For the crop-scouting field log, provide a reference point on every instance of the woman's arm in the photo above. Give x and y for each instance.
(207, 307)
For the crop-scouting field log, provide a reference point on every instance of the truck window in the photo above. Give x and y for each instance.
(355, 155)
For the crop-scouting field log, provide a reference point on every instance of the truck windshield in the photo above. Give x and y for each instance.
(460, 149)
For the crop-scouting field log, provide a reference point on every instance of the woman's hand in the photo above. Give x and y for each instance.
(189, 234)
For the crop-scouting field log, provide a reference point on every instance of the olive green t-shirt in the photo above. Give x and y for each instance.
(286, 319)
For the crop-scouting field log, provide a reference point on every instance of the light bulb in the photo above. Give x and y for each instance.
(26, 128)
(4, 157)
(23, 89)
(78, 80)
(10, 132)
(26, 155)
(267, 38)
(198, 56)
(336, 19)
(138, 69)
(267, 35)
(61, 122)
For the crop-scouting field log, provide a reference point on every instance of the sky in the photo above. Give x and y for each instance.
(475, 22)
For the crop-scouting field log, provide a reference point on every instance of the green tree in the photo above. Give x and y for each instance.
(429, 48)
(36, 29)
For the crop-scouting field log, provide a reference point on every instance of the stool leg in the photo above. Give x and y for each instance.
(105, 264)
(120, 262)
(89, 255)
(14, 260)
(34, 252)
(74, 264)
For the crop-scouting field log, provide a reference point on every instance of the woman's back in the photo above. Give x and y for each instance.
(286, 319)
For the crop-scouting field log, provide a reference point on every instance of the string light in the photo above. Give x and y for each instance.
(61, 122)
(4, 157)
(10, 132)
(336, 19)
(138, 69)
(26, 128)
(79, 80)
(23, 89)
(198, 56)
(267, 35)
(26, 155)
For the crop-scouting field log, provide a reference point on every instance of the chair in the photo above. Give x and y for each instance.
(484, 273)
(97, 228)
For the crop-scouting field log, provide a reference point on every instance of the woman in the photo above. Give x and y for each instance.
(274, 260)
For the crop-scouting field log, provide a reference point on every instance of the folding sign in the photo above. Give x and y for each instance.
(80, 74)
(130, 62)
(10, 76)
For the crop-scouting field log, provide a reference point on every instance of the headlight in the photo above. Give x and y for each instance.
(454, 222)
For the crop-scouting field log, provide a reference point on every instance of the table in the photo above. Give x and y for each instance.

+ + + + + + +

### EXERCISE AIM
In full and without edits, return the listing.

### SOLUTION TO THIS EXERCISE
For the crop-scouting field log, provide a reference point on every instance of the woman's arm in the photo above. Give x and y for each instance.
(207, 307)
For the crop-scouting field log, provide a reference point on every instance of the truck window in the photo above. Give x and y for each instance.
(355, 155)
For the crop-scouting field log, provide a reference point on every instance of the truck windshield in the photo above. Give x and y for each instance.
(460, 149)
For the crop-scouting field log, provide a reference point on every instance of the woman's hand in the photo above. Give x and y for each instance.
(189, 234)
For the crop-scouting field log, provide a reference point on every instance of the olive green t-shirt in the photo above. Give x and y for each instance.
(286, 319)
For the crop-scouting field log, provide a reference point on every instance of the light bulb in the photo above. Give x and y for each instance.
(26, 128)
(4, 157)
(23, 89)
(78, 80)
(10, 132)
(26, 155)
(267, 38)
(198, 56)
(336, 19)
(138, 69)
(267, 35)
(61, 122)
For the crop-scouting field log, provide a reference point on every instance of the sky in the photo above. Give x and y for each instance.
(475, 22)
For the crop-scouting field log, provide a reference point on every instance of the green tree in the photo above. Give x and y for each instance.
(429, 48)
(36, 29)
For the crop-scouting field log, provide a reference point on every instance of the stool leg in the photo above. Give x and y for each instance.
(105, 264)
(120, 262)
(89, 255)
(14, 260)
(34, 252)
(74, 264)
For the crop-scouting field log, provide a reference point on every instance of the woman's back in the photo above. Give x and y for each instance.
(286, 319)
For the crop-scouting field log, provide a reference point on every instance of the string light in the photo above. Give x and y for each instance.
(61, 122)
(4, 157)
(10, 132)
(336, 19)
(138, 69)
(26, 128)
(79, 80)
(23, 89)
(198, 56)
(267, 35)
(26, 155)
For the crop-scouting field log, provide a reference point on every instance of the chair in the photo above. Give x and y for each instance.
(484, 273)
(97, 228)
For the crop-scouting field log, provide a reference point on every instance of the woman in the photo above. Give x and y for each instance.
(274, 260)
For the crop-scouting field log, provide a reference point on every instance of the folding sign in the photo above. Give x and y for each instance.
(80, 74)
(130, 62)
(10, 76)
For the crop-scouting field log, provide a reference point on every instance of the headlight in the photo above. Give x and y for each instance.
(454, 222)
For the crop-scouting field log, provide a reference point on every instance of the table in the photo above. Give x and y for each instance.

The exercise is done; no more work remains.